■ **TASK PROMPT**
Collect each line in the items below that contains the string "white", copying it in full. Treat uppercase and lowercase as different.

########

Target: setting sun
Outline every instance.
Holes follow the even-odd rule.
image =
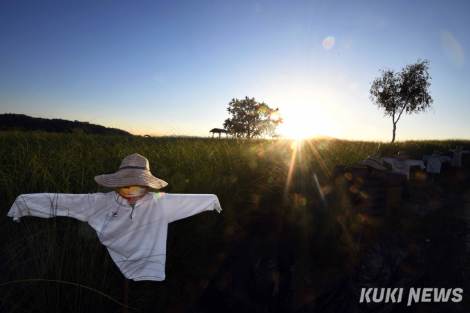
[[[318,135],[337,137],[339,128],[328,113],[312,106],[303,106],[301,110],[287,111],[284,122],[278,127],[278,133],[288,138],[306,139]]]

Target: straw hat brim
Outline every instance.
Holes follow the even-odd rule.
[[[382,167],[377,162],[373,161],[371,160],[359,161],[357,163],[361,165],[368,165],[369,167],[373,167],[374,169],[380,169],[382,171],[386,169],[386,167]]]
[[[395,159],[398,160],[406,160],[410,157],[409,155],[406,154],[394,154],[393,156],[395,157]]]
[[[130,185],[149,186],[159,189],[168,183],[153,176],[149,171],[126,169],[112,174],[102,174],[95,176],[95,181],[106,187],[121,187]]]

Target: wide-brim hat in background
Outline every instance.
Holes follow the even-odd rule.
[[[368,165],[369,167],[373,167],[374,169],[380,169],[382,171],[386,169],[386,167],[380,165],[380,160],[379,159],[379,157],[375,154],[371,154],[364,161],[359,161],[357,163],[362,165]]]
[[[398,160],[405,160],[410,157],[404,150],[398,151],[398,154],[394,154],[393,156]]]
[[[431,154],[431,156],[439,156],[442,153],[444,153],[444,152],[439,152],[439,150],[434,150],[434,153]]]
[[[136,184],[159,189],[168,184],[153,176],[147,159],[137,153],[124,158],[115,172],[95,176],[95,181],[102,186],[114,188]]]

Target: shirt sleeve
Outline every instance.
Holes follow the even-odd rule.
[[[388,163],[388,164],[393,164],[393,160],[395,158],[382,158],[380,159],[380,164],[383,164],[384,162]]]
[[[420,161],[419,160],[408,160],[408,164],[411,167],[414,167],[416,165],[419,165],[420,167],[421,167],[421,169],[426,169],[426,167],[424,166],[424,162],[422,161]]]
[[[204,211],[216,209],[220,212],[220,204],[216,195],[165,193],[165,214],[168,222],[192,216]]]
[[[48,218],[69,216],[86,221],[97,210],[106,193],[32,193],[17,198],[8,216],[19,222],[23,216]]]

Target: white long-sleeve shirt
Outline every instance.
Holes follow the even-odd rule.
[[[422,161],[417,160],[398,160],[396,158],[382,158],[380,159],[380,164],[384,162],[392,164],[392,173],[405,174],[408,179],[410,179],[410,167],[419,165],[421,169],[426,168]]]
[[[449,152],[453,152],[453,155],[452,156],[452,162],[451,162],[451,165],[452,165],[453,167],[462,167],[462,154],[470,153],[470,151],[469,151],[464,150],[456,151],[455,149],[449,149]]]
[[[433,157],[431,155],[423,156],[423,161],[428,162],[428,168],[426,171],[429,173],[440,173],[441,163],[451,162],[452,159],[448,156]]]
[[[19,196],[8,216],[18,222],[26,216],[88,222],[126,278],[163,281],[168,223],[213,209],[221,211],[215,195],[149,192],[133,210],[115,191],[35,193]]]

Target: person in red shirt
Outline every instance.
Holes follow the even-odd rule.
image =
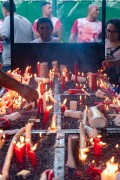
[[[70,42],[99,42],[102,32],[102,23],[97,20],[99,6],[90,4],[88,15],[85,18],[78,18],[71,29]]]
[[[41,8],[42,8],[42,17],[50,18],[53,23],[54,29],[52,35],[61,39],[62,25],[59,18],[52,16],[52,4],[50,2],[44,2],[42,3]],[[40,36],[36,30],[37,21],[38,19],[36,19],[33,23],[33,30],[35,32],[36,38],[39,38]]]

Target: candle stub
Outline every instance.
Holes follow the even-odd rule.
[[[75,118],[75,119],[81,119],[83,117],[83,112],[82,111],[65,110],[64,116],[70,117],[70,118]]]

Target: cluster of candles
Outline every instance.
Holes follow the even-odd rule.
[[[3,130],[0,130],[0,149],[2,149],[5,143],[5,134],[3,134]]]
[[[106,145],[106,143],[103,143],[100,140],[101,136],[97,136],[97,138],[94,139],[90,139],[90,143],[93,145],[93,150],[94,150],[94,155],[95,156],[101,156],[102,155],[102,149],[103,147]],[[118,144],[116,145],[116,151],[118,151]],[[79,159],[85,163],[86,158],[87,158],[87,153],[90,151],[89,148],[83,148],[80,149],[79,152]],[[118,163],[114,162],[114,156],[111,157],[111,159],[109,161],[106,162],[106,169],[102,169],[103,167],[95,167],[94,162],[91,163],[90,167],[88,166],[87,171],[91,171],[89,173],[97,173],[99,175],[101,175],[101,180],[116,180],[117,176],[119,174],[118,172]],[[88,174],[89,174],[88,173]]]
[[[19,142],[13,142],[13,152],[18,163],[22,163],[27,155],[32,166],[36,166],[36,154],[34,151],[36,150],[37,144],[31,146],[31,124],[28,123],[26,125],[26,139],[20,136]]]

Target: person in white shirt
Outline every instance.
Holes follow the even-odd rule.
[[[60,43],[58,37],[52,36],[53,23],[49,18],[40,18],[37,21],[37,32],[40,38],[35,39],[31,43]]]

########

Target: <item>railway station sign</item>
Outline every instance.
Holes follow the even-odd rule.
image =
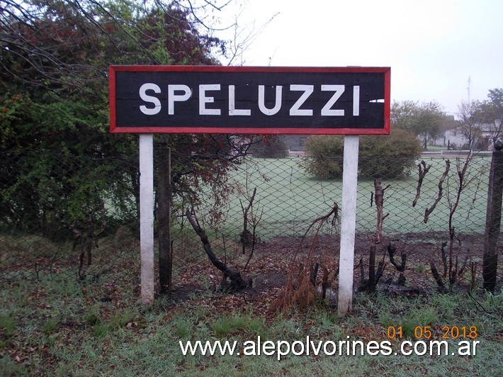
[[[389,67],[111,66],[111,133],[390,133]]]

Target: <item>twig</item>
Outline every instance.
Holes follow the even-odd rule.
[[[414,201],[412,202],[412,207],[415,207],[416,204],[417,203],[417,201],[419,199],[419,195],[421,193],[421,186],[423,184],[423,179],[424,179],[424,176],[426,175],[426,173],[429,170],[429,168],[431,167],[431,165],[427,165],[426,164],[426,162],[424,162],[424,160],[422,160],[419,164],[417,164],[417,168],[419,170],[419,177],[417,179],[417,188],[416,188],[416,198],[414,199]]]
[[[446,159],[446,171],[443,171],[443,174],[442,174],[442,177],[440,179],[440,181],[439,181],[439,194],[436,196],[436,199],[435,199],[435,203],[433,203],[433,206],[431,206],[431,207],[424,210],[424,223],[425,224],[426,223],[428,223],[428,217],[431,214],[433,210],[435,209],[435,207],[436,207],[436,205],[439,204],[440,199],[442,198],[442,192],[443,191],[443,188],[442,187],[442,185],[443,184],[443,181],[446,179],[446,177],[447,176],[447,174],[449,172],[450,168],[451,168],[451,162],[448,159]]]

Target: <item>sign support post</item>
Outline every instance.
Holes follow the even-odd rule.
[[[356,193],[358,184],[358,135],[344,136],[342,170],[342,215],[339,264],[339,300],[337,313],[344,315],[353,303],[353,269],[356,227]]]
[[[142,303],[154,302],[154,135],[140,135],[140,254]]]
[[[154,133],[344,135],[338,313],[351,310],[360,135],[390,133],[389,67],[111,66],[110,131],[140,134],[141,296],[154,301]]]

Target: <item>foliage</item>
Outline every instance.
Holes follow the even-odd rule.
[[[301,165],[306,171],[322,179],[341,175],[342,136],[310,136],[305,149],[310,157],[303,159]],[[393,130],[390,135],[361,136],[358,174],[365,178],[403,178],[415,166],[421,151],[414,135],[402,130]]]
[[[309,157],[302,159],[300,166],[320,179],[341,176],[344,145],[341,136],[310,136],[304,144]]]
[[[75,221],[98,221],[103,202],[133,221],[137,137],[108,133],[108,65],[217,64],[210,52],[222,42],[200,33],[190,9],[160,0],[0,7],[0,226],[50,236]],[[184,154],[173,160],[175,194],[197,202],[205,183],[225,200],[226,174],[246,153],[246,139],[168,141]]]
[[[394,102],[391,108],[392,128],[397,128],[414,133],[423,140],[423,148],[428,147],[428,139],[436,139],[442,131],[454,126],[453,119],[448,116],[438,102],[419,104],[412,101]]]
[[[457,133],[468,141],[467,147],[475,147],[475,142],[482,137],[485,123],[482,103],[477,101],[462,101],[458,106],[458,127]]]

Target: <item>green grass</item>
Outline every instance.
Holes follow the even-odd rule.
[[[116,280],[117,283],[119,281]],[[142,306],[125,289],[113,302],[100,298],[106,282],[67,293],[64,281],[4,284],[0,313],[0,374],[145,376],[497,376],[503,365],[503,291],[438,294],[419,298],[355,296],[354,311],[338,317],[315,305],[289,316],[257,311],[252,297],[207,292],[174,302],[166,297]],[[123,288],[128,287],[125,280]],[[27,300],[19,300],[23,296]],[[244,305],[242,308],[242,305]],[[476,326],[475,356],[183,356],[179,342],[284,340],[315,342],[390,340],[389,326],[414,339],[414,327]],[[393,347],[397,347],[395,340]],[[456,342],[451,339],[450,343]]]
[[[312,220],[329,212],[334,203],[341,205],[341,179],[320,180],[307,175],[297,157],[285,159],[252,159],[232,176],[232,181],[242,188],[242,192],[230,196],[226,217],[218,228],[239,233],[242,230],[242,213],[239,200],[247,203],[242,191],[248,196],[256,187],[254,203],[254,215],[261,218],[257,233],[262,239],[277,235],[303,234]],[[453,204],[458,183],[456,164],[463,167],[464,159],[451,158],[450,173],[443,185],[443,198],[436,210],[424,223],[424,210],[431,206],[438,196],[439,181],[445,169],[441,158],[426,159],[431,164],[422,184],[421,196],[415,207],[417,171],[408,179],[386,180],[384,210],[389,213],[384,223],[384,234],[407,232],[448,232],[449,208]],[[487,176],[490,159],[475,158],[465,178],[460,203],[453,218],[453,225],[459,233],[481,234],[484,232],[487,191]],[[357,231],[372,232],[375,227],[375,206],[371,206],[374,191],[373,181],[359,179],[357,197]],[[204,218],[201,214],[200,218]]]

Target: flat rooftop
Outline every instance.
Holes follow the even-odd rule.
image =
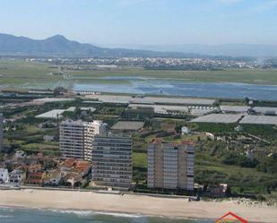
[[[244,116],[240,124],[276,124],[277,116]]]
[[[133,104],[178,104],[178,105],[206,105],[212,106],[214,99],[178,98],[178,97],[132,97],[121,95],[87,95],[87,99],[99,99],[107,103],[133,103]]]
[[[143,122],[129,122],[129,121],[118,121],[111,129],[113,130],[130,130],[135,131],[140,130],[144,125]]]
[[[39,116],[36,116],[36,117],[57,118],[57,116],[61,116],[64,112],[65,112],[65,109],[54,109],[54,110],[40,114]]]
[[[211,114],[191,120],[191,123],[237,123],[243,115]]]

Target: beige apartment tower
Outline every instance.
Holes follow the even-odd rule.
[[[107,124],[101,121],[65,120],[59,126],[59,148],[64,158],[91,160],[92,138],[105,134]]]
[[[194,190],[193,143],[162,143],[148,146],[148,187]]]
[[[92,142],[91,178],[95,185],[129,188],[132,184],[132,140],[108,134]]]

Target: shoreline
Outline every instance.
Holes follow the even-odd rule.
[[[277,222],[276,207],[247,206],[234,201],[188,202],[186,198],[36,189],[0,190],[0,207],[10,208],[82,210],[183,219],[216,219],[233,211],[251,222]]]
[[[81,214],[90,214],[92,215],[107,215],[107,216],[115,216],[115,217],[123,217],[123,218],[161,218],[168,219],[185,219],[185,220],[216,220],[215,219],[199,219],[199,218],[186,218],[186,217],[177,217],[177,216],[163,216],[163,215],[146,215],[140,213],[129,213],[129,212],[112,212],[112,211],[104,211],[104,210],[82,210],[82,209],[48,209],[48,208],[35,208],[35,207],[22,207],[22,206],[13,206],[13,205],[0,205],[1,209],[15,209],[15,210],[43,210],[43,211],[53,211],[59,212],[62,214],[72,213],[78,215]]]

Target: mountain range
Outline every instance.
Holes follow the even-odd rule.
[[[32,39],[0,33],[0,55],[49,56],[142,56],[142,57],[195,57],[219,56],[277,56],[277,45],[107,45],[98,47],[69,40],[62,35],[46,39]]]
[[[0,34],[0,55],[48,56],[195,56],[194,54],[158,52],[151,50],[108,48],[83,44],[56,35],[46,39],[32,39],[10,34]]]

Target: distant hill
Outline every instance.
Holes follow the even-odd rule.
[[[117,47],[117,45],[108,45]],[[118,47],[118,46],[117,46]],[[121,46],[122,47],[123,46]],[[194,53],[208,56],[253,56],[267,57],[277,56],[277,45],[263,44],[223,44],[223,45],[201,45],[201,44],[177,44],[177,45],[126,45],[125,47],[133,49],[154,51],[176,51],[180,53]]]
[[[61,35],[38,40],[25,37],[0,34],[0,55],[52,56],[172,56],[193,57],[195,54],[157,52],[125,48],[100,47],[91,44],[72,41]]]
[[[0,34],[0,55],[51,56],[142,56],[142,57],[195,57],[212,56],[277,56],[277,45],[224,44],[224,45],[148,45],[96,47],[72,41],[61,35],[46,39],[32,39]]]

########

■ **TASK ANSWER**
Target: white long-sleeve shirt
Target: person in white shirt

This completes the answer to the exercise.